Datum uitspraak: 16 oktober 2024
AFDELING
BESTUURSRECHTSPRAAK
Uitspraak op de hoger beroepen van:
1.       [appellante sub 1], gevestigd te [plaats] ([land]),
2.       de minister van Sociale Zaken en Werkgelegenheid,
appellanten,
tegen de uitspraak van de rechtbank Den Haag van 31 mei 2022 in zaken nrs. 20/815, 20/1037, 20/1038 en 20/1040 in het geding tussen:
[appellante sub 1]
en
de minister van Sociale Zaken en Werkgelegenheid.
Procesverloop
Bij besluit van 16 oktober 2018 heeft de minister aan [appellante sub 1] een boete van € 168.750,00 opgelegd wegens overtreding van de Wet minimumloon en minimumvakantiebijslag (hierna: Wml).
Bij besluit van 18 december 2019 heeft de minister het door [appellante sub 1] daartegen gemaakte bezwaar ongegrond verklaard.

──────────────────────────────

§ **Opgaven**:
a - Neem uit het fragment de tekst letterlijk over vanaf de woorden "Procesverloop" tot en met de woorden "bezwaar ongegrond verklaard.".
b - Welk boetebedrag legde de minister volgens het fragment op bij het besluit van 16 oktober 2018?
De lijst die volgt heeft hier geen enkele rol.

──────────────────────────────

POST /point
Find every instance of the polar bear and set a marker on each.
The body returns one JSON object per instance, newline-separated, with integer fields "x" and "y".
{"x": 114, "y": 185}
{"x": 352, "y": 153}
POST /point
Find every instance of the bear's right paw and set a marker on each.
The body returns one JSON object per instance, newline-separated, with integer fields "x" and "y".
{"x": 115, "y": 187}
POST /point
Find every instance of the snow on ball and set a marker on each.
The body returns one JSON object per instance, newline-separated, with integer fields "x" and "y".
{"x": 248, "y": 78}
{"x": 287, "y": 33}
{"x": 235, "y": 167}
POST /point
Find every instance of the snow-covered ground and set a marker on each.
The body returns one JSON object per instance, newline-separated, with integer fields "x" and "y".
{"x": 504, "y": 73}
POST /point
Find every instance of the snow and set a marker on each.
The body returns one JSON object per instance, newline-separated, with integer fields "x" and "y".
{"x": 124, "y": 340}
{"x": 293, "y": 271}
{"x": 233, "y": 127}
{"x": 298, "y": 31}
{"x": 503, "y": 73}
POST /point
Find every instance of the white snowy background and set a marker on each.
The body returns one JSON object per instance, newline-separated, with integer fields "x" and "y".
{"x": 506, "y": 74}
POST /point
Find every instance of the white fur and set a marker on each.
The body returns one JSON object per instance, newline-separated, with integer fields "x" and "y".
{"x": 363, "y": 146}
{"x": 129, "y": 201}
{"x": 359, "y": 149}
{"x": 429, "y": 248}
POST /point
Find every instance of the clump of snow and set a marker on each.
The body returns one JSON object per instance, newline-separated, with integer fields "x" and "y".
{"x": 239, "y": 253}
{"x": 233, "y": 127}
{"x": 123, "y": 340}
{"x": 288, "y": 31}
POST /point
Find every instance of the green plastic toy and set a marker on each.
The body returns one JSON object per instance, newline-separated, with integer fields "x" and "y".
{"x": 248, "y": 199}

──────────────────────────────

§ **De antwoorden**:
a -
Procesverloop
Bij besluit van 16 oktober 2018 heeft de minister aan [appellante sub 1] een boete van € 168.750,00 opgelegd wegens overtreding van de Wet minimumloon en minimumvakantiebijslag (hierna: Wml).
Bij besluit van 18 december 2019 heeft de minister het door [appellante sub 1] daartegen gemaakte bezwaar ongegrond verklaard.

b - € 168.750,00